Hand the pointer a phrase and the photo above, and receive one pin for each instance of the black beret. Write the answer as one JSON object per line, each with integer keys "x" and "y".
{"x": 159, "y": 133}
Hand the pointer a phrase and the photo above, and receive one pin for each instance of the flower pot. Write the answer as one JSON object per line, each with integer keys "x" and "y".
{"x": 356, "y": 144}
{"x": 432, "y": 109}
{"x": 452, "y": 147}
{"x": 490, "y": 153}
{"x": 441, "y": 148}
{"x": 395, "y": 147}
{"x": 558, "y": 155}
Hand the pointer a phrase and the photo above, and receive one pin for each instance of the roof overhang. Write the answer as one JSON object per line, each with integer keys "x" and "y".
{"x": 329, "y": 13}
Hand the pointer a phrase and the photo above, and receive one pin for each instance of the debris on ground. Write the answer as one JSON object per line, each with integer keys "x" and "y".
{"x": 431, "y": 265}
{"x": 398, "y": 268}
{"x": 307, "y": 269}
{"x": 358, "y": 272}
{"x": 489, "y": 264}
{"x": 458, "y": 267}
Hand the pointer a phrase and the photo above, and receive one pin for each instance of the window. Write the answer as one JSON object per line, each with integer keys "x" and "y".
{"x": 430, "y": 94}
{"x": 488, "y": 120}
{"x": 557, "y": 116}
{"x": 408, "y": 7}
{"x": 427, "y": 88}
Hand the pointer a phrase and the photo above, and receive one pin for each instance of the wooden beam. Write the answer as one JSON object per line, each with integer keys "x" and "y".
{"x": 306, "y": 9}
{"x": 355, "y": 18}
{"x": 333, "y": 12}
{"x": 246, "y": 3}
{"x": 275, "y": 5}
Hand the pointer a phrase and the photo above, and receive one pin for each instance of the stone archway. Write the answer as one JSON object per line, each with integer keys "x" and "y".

────────────────────

◆ **Problem**
In the records above, find the line containing "of the wooden" and print it and every later line exactly, through the last one.

◆ **Answer box**
Hand the pointer a phrase and the photo above, and receive one pin for each instance of the wooden beam. Write the answer as one JSON object per line, each with integer keys "x" and "y".
{"x": 306, "y": 9}
{"x": 355, "y": 18}
{"x": 333, "y": 12}
{"x": 246, "y": 3}
{"x": 275, "y": 5}
Hand the pointer a phrase and the photo above, and receive one pin for each instance of the stone archway. Write the answer as one JSON object per line, each with integer keys "x" and "y".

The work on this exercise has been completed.